(Records excerpted from a collection)
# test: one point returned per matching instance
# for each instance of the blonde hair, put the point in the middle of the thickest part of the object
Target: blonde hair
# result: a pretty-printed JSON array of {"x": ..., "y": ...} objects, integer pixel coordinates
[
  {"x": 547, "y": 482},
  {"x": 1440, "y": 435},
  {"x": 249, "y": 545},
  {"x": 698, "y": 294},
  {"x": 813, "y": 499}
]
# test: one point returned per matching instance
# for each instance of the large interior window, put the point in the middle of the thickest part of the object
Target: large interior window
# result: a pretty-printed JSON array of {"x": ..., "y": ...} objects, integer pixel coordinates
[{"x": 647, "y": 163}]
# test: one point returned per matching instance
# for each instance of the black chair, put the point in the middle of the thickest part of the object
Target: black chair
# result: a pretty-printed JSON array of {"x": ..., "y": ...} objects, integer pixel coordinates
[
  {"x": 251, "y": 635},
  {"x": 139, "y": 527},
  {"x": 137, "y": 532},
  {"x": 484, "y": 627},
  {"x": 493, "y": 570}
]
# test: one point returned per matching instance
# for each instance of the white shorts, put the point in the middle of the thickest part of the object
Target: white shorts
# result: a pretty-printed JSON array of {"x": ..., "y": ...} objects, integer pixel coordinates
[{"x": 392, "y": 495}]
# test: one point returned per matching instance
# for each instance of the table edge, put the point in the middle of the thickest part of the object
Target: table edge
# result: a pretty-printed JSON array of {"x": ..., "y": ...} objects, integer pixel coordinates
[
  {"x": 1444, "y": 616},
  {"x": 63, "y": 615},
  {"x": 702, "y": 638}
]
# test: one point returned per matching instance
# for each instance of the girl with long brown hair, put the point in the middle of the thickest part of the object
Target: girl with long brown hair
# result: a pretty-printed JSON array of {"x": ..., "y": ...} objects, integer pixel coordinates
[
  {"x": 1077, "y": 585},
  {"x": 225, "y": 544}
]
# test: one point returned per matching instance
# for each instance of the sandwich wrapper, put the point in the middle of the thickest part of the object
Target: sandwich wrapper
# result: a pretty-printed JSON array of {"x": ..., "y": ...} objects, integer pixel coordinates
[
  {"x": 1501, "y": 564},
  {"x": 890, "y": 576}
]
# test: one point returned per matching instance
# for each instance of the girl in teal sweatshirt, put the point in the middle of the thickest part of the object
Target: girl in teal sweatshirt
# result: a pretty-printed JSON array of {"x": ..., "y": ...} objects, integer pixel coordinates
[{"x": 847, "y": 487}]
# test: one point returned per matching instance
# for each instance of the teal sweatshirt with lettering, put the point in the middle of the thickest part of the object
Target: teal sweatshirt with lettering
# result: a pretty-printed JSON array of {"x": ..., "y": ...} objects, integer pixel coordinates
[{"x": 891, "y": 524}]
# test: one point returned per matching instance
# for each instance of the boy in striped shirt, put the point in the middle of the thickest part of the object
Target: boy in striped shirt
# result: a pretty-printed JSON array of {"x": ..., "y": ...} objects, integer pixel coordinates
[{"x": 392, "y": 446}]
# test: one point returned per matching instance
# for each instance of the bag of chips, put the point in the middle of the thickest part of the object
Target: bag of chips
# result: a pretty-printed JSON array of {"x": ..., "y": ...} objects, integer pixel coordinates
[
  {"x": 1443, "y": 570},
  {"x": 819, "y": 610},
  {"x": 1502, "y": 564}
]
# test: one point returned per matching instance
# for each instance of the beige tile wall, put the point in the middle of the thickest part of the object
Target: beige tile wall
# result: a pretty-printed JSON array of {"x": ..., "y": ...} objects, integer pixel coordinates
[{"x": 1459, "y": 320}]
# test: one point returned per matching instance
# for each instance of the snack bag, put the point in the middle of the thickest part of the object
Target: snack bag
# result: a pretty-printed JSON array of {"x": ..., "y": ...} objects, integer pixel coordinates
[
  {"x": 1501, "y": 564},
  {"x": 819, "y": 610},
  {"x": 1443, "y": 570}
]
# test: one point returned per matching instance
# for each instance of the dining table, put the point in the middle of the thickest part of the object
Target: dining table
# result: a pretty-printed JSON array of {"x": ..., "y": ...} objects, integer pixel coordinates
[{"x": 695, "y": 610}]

■ **PROBLEM TO WORK ON**: Could you give the number of lines in the entries that contain the string "lettering"? Only the number, please.

■ **SOLVED PROBLEM**: 2